- [Records]:
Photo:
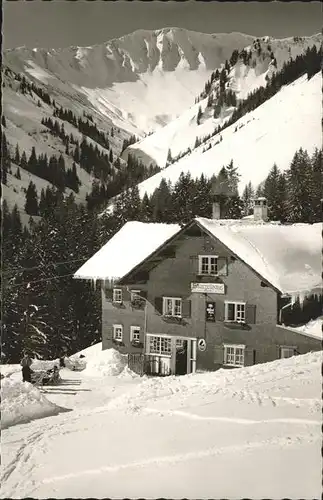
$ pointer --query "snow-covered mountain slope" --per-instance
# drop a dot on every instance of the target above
(270, 134)
(24, 112)
(248, 71)
(141, 81)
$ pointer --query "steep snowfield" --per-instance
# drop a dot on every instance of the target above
(270, 134)
(260, 425)
(141, 80)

- [Task objective]:
Rewrite the listing with every "dot" changed to "marker" and nothing else altered. Leave the pictures out.

- [Complete output]:
Photo:
$ pointer --query "snow-covered mountain slope" --per-instance
# drop a marker on every instance of the target above
(270, 134)
(24, 112)
(248, 71)
(141, 81)
$ pointer --query "steep snowfield" --per-instance
# drop a marker on every instance of the target above
(270, 134)
(260, 425)
(141, 80)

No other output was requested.